■ CHALLENGE A
From the bylaws excerpt, extract everything from "Section 2. NUMBER, TENURE, QUALIFICATIONS" down to "the Articles Supplementary." without altering a word.
■ CHALLENGE B
Pick up the bylaws excerpt after its last sentence and keep writing it, not the rows.

━━━ DOCUMENT SECTION

Section 13. CONTROL SHARE ACQUISITION ACT. Notwithstanding any other provision of the Charter or these Bylaws, Title 3, Subtitle 7 of the Maryland General Corporation Law (the “MGCL”) (or any successor statute) shall not apply to any acquisition by any person of shares of stock of the Corporation. This section may be repealed, in whole or in part, at any time, whether before or after an acquisition of control shares and, upon such repeal, may, to the extent provided by any successor bylaw, apply to any prior or subsequent control share acquisition, but shall not be applied retroactively to any prior control share acquisition of any holder of the Redeemable Preferred Share or any associate (as such term is defined in Title 3, Subtitle 7 of the MGCL) or affiliate of such person. Notwithstanding any other provision of the Charter or these Bylaws, Title 3, Subtitle 7 of the MGCL shall never apply to any control share acquisition by the holder of the Redeemable Preferred Share or any associate (as such term is defined in Title 3, Subtitle 7 of the MGCL) or affiliate of such person and this provision cannot be amended without the prior written consent of the holder of the Redeemable Preferred Share.
Article III
DIRECTORS
Section 1. GENERAL POWERS. The business and affairs of the Corporation shall be managed under the direction of its Board of Directors.
Section 2. NUMBER, TENURE, QUALIFICATIONS AND RESIGNATION. The number of directors constituting the entire Board of Directors shall be seven (7) and this number may be changed only in accordance with this Article III, Section 2 of these Bylaws and the Articles Supplementary.

━━━━━━
━━━ GIVEN RECORDS

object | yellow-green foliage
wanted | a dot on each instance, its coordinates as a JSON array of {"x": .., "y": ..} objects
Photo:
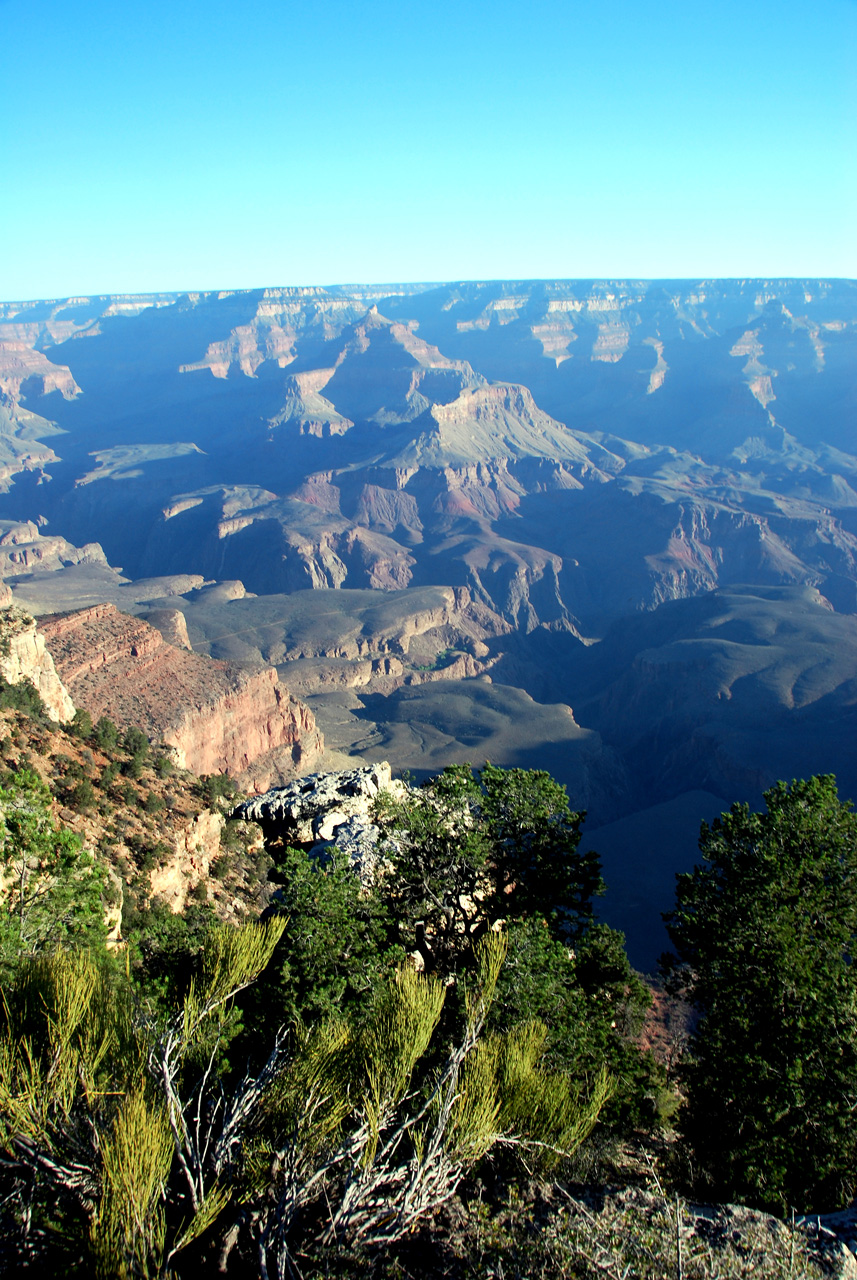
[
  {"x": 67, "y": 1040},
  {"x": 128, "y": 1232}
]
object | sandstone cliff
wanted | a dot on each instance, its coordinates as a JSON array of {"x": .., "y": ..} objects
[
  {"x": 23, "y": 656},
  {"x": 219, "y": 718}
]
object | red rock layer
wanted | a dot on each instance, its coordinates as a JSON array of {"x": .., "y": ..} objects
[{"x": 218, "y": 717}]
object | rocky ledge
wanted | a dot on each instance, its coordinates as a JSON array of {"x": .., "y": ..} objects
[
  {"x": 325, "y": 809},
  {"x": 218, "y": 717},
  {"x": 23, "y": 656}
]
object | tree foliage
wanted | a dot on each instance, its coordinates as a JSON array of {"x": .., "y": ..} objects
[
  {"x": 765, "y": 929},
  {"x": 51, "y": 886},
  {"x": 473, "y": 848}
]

━━━━━━
━━━ GIVEN RECORDS

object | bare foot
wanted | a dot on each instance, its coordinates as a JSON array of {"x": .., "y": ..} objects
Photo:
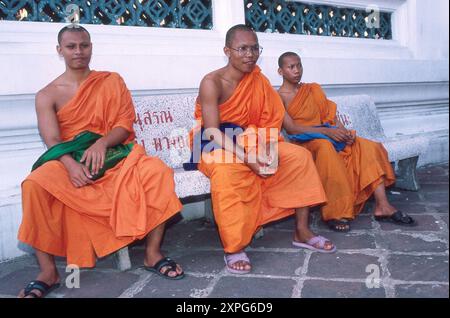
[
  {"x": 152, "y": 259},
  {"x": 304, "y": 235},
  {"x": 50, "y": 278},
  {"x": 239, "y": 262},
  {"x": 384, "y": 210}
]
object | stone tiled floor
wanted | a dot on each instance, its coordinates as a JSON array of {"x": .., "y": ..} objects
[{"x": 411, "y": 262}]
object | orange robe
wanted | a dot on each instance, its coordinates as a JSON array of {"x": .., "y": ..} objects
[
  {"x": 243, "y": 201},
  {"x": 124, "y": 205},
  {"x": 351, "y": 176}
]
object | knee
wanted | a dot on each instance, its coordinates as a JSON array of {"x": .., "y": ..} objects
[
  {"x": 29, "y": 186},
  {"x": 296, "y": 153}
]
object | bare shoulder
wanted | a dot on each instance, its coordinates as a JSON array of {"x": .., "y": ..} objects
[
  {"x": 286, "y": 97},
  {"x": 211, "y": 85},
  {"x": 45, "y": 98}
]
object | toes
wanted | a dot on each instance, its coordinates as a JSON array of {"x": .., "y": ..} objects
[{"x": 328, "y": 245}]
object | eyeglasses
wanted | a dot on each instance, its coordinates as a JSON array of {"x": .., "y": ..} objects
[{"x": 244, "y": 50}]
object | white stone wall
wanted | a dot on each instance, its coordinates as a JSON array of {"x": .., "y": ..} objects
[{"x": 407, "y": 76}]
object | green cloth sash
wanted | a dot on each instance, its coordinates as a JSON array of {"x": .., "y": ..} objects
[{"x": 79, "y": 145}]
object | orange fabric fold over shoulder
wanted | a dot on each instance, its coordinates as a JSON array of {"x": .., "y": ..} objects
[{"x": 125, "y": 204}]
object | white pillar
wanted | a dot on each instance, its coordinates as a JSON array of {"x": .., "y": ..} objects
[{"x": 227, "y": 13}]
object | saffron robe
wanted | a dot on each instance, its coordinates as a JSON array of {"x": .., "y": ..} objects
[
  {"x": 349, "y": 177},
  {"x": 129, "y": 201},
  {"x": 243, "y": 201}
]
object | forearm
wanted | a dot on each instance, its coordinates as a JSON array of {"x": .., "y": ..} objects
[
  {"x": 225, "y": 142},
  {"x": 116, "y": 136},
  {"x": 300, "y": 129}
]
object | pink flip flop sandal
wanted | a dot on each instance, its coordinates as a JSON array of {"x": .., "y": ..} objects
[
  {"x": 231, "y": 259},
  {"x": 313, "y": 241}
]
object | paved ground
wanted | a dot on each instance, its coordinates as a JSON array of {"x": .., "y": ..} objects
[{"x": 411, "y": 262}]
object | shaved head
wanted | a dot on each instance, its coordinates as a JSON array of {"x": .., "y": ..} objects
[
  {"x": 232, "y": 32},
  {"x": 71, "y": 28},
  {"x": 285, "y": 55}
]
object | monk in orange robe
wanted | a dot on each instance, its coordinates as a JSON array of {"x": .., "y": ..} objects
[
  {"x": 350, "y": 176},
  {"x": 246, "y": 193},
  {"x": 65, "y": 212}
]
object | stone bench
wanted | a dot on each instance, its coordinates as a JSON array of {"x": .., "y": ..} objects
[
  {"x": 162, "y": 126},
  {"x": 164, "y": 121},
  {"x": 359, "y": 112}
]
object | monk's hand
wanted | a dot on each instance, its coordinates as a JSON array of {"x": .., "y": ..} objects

━━━━━━

■ WRITTEN ANSWER A
Section 2. NUMBER, TENURE, QUALIFICATIONS AND RESIGNATION. The number of directors constituting the entire Board of Directors shall be seven (7) and this number may be changed only in accordance with this Article III, Section 2 of these Bylaws and the Articles Supplementary.

■ WRITTEN ANSWER B
In accordance with Section 6(b) of the Articles Supplementary, in the circumstances specified therein, the holder of the Redeemable Preferred Share shall have the right to nominate and elect by written or electronic consent (in accordance with Section 12 of Article II) (the “Board Increase Election”) to increase the number of directors then constituting the Board of Directors by a number of directors that would result in the holder of the Redeemable Preferred Share being entitled to nominate and elect a majority of the members of the Board of Directors (and if the Board Increase Election is made the number of directors shall automatically then increase by such number) and the holder of the Redeemable Preferred Share, voting as a separate class, shall be entitled (subject to Section 6.1 of the Charter, which requires that a majority of the directors be Independent Directors) to nominate and elect (by written or electronic consent of the holder of the Redeemable Preferred Share in accordance with Section 12 of Article II) immediately upon the Board Increase Election without any further action required by the Corporation (and thereafter (i) at each annual meeting for the nomination and/or election of directors, (ii) at any special meeting of the holder of the Redeemable Preferred Share called for the purpose of nominating or electing such directors or (iii) at any time by written or electronic consent of the holder of the Redeemable Preferred Share in accordance with Section 12 of Article II) such number of additional directors.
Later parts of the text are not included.